◆ **Given text**
-.-.-


    Does Omega-3 Affect the Brain?

    The last three data sets I’ve posted — one from Tim Lundeen, two from me (here and here) — provide evidence that omega-3 affects the brain. The evidence has several good features:

    1. Two people.

    2. Three tasks.

    3. Two ways of varying omega-3.

    4. Strong effects (that is, large t values).

    5. Easy to obtain.

    Does omega-3 affect the brain? This is a good place to start a research project because there is a reasonable chance the answer to the question “does omega-3 affect the brain?” is yes.

    The placebo/expectations explanation — which, based on the lack of effect of placebos in most studies, is implausible to begin with — has trouble with several facts: 1. The initial discovery was a surprise. 2. Tim’s results involved comparison of two plausible doses. 3. Tim had earlier found that dose increases had no effect. 4. Tim’s results had a pattern I have never seen (and thus Tim couldn’t have expected). 5. My results had two different time courses.

    Even more interesting than the idea that how much omega-3 we eat might affect how well our brains work are two more subtle ideas that are also becoming plausible: (a) the average diet (very low in omega-3) is very suboptimal and (b) improvement can be noticed quickly and easily.

    In the latest U.S. government nutrition guidelines, there is no omega-3 requirement.

    Directory of my omega-3 posts.

    Introductions to Jane Jacobs

    Nice summaries of her ideas here (shorter) and here (longer).

    Why is an experimental psychologist (me) so interested in Jacobs’ work — which on the face of it has nothing to do with experimental psychology? Four reasons. From big to little:

    1. I enjoy her books and articles. They are very well-written, discuss the stuff of everyday life — what I see when I walk through any city — and have lots of ideas that I hadn’t previously encountered.

    2. Jacobs is essentially an economist. Psychology and economics are very close. Economics is psychology writ large, psychology is economics writ small. I came up with a theory of human evolution based on economics learned from Jacobs.

    3. Jacobs wrote about something that fascinates me — how things begin. My longest paper is about how scientific ideas begin.

    4. Self-experimentation had led me to conclusions outside experimental psychology — for example, conclusions about weight control and sleep. Jacobs, with no Ph.D. in anything, was even more an outsider.

    Science in Action: Omega-3 (flaxseed oil vs. olive oil, continued)

-.-.-

Referring expression data
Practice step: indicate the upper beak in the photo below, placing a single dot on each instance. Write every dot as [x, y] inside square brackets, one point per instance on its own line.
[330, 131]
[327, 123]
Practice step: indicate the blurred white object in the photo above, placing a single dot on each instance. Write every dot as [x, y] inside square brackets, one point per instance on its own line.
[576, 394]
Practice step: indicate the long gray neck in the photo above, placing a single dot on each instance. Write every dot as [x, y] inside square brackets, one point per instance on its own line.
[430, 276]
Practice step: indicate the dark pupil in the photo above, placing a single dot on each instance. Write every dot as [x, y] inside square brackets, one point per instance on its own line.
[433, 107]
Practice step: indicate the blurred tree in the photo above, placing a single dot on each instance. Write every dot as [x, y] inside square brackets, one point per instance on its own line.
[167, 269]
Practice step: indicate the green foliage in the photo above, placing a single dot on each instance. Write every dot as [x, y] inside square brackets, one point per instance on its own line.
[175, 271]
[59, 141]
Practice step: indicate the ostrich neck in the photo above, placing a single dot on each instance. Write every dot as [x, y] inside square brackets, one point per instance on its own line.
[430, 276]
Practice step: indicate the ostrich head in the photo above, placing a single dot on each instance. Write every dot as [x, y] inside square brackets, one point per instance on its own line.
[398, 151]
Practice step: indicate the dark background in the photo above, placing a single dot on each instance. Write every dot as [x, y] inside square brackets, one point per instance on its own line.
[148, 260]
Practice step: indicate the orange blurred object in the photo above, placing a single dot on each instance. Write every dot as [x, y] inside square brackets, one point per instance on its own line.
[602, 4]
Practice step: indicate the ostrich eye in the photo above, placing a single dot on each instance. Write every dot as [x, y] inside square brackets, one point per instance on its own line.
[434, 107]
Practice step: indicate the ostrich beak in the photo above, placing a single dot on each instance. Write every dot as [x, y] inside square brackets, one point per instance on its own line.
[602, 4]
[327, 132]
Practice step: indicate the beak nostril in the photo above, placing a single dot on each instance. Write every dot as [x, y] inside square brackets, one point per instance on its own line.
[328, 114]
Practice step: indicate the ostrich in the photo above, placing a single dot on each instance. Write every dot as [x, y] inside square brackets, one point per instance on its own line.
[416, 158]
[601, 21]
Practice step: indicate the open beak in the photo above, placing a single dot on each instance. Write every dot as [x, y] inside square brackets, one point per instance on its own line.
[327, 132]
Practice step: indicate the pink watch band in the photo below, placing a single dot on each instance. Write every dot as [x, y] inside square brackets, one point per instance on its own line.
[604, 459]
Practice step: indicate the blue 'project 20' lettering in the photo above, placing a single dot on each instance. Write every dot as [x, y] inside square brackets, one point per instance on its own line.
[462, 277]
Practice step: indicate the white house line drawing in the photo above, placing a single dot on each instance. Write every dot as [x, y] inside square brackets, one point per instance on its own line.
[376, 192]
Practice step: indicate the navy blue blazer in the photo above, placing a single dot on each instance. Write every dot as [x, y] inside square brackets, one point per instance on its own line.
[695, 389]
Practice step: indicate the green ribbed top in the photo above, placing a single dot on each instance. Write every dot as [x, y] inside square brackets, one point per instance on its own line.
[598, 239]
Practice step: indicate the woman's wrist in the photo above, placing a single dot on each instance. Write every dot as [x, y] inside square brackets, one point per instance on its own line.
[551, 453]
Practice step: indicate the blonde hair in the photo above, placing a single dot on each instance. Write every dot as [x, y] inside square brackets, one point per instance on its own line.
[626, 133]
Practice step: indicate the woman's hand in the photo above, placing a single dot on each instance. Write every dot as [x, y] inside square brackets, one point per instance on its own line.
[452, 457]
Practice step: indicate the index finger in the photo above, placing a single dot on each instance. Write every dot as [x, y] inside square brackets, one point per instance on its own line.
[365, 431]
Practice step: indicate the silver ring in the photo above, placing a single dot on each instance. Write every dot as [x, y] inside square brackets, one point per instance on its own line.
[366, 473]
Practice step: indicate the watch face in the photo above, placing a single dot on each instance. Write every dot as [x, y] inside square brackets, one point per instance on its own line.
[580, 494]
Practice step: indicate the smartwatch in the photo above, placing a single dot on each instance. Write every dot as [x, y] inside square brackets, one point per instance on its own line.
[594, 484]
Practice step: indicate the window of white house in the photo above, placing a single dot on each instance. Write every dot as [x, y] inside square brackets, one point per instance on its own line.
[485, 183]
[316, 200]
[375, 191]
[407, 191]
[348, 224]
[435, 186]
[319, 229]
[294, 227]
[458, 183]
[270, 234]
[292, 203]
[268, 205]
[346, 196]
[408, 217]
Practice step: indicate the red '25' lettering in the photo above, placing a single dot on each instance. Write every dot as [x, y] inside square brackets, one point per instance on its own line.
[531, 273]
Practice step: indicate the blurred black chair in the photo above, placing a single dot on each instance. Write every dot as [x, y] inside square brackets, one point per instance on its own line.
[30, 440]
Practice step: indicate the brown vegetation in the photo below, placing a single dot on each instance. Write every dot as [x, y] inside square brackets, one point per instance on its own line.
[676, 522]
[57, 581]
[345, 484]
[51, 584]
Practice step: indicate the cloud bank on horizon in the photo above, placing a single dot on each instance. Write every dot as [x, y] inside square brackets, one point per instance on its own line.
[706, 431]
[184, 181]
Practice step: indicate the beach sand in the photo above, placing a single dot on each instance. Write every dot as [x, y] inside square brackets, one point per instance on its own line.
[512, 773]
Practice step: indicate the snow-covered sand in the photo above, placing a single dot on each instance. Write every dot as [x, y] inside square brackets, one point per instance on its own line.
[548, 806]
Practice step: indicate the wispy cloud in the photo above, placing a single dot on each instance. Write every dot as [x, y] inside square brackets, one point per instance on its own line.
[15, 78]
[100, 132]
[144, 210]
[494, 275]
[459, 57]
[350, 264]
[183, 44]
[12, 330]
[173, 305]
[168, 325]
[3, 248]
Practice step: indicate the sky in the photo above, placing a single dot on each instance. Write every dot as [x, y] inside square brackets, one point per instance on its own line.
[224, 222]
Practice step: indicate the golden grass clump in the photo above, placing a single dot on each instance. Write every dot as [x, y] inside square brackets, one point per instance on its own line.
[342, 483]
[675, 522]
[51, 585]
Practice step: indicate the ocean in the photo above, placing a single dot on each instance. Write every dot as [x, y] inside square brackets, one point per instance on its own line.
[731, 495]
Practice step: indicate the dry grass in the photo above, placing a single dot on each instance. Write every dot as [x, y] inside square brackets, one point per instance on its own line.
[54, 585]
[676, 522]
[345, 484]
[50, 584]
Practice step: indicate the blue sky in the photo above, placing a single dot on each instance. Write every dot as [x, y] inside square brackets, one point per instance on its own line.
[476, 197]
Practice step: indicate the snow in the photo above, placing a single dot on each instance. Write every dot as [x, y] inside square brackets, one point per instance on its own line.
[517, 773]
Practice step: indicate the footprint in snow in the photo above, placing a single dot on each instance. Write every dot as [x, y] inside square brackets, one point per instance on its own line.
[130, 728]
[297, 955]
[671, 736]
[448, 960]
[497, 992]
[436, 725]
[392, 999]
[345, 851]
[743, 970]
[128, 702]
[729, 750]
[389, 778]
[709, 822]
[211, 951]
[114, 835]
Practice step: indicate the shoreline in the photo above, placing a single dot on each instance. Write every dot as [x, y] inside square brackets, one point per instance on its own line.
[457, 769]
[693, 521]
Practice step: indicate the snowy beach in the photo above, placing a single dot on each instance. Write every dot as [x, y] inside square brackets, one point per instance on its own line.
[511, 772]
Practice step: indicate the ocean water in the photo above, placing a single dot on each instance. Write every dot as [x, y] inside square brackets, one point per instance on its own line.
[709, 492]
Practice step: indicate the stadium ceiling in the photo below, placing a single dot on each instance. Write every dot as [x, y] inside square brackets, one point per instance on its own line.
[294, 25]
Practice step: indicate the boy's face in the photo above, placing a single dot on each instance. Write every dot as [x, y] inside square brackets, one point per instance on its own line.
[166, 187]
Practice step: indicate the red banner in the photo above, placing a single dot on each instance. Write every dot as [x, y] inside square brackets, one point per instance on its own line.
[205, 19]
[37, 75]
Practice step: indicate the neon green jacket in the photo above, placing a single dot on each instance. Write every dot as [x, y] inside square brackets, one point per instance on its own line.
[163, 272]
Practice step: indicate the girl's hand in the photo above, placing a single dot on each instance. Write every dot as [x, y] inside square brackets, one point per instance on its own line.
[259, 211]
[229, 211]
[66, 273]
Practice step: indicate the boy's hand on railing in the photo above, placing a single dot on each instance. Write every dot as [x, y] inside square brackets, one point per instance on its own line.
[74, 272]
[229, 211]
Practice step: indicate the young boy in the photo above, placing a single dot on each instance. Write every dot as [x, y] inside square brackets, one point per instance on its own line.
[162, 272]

-.-.-

Extend the blog text on omega-3 and Jane Jacobs by writing the section that follows its last heading.

◆ **Answer below**
    I posted a few days ago about the different effects of flaxseed oil (high in omega-3) and olive oil (low in omega-3) on my balance. There was a big difference. If omega-3 affects one measure of brain function (balance), it should affect many other measures of brain function. The whole brain is made of the same stuff (neurons, etc.).

    Which brain measures are most sensitive to omega-3? The more processing/time the better, I assumed; so I looked for tasks that, like balance, involve continuous processing for most of the test period. This led me to try a paper-and-pencil version of Saul Sternberg’s memory-scanning task. (Sternberg’s use of this procedure is described here.) On each trial I memorized a list of three digits (e.g., 2, 3, 7); then as fast as possible marked each of 100 digits (20 digits/row in 5 rows) according to whether they were in the list or not. I made a line under the digit if it was in the list, through the digit if it was not. I did five trials per day.

    Here is an example of the test materials and my marks:

    example of memory-scan test

    The other side of the page had two more sets of digits.

    Here are the results from the same flaxseed/olive oil experiment I discussed a few days ago:

    flaxseed oil vs. olive oil

    There was a huge difference between the flaxseed oil and olive oil condition: t > 7.

    Curiously the time course is different from the balance results. In the case of balance, when I switched from flaxseed to olive oil my balance slowly got worse. Nothing like that is apparent here. This might reflect a different mechanism or it might be due to the vast difference in how much practice I had had with each task. When this experiment began, I had had far more practice with the balance task than with the memory-scanning task.